> **GOAL**
Extract the line that contains "of the yellow" and every line after it to the end of the records below, exactly as written and nothing else.

[Items from a data source]
╭──
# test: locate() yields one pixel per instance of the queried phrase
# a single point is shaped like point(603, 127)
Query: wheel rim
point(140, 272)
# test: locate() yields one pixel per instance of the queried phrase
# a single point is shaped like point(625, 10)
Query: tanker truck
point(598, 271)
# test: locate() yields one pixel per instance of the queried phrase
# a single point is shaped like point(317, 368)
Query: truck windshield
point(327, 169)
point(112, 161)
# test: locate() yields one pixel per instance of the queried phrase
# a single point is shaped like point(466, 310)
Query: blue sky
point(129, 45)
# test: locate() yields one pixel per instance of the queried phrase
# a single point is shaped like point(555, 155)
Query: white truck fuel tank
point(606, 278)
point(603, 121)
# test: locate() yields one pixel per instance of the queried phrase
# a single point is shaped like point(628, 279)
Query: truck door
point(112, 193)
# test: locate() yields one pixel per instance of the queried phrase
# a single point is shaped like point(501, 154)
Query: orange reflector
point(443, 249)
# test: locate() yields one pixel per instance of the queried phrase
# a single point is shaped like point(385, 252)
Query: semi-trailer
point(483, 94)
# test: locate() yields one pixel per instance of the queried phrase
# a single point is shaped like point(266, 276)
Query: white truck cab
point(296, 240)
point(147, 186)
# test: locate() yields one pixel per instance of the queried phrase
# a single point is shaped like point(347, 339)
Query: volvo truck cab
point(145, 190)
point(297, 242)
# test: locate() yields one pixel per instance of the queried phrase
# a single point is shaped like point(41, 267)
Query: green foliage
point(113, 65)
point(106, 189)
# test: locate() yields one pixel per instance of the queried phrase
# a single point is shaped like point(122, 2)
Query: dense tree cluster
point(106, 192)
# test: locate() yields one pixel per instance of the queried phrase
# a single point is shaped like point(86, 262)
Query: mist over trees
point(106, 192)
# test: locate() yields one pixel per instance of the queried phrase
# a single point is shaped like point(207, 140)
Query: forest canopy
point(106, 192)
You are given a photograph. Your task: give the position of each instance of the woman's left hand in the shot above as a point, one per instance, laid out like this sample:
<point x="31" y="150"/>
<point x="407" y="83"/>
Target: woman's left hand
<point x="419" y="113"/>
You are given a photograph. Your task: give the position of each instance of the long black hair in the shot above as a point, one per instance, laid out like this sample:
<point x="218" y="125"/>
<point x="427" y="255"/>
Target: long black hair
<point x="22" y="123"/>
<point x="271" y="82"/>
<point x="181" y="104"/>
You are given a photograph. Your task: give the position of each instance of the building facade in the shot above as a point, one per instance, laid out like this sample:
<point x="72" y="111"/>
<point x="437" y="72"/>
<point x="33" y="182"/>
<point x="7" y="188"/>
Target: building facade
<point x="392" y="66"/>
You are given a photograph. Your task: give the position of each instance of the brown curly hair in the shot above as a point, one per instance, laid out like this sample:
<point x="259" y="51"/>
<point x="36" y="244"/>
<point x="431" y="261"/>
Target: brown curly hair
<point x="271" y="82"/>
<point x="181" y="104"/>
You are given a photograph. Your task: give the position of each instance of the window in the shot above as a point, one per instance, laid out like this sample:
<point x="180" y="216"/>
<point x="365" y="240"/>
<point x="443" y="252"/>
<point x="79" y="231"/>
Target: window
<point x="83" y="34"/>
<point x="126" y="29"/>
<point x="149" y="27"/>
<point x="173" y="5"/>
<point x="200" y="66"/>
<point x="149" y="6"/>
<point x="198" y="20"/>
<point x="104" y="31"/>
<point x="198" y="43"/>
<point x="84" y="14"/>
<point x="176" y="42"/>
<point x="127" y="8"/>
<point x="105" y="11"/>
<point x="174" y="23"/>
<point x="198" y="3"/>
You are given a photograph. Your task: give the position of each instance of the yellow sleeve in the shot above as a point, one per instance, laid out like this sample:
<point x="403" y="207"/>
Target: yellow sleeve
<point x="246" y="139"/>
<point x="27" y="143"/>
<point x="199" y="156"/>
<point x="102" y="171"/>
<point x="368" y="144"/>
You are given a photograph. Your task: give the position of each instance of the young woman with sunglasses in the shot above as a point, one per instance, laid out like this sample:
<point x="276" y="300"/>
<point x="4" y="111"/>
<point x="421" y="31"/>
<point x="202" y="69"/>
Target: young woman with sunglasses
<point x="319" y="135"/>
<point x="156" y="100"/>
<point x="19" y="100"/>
╰──
> **WRITTEN SOLUTION**
You are given a photograph. Your task: give the position of each instance of the yellow sleeve in the shot above as a point, one per instance, laid out like this sample:
<point x="403" y="207"/>
Target: yellow sleeve
<point x="246" y="139"/>
<point x="27" y="143"/>
<point x="199" y="156"/>
<point x="102" y="171"/>
<point x="368" y="144"/>
You are given a photograph. Your task: give the position of each instance of the young woman with sunglasses in the shot above as a point, one per instance, laid out like this sample:
<point x="276" y="300"/>
<point x="4" y="111"/>
<point x="421" y="31"/>
<point x="202" y="69"/>
Target: young woman with sunglasses
<point x="319" y="135"/>
<point x="156" y="100"/>
<point x="19" y="100"/>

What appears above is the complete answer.